WHAT YOU ARE ASKED TO DO -> Rewrite the listing below with every "white breast" changed to "white chest" and nothing else altered, and leave out the pictures.

-------- DATA LISTING

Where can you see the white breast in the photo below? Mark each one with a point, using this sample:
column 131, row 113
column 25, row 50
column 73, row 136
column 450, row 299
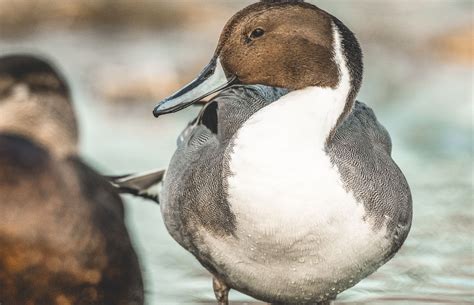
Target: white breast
column 296, row 223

----------------

THE SOLUTION ->
Where can you see the white chest in the photo below? Mark each one with a point, using this sample:
column 131, row 113
column 25, row 50
column 73, row 136
column 450, row 299
Target: white chest
column 296, row 223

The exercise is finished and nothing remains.